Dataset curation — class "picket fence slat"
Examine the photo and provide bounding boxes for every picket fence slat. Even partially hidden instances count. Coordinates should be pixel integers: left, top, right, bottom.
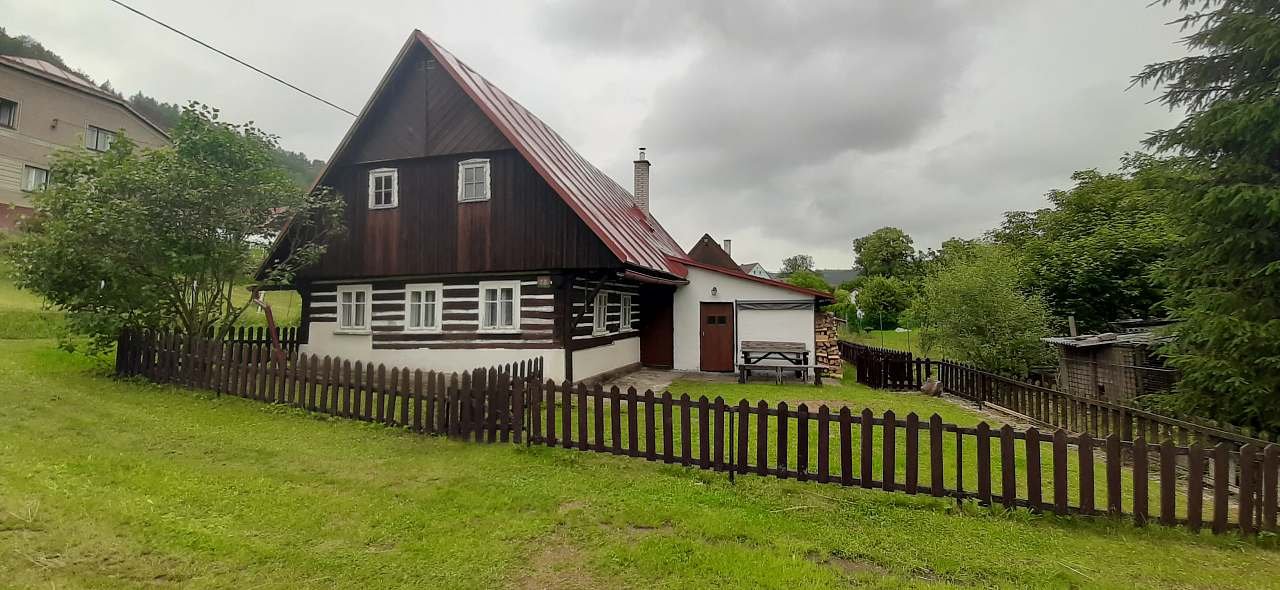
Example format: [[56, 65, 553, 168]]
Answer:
[[115, 329, 1280, 536]]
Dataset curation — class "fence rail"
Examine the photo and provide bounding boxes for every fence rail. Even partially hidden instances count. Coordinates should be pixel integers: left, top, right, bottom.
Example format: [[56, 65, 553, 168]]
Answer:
[[115, 333, 543, 443], [527, 381, 1280, 535], [116, 334, 1280, 535], [840, 340, 1272, 448]]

Exercise aim:
Write out the records above exactly as they stand, leaving out every picture.

Exercise result:
Dataset curation — class "picket fence slat"
Examine the photo and provide bounding boxes for every picket fence slat. Even partially hidden instances count. Coordinates should be pixel integers: left, top, right, bottom.
Example format: [[56, 65, 553, 168]]
Answer:
[[115, 329, 1280, 536]]
Dataset curation — class "fence rail"
Examine the photo and provide bounding boxes for every fence rail. Even partially hidden instances count. Coordinates should be pixel integers: left, top, right, bottom.
Example format: [[56, 65, 553, 168]]
Answer:
[[115, 333, 543, 443], [527, 381, 1280, 535], [116, 334, 1280, 535], [840, 340, 1272, 448]]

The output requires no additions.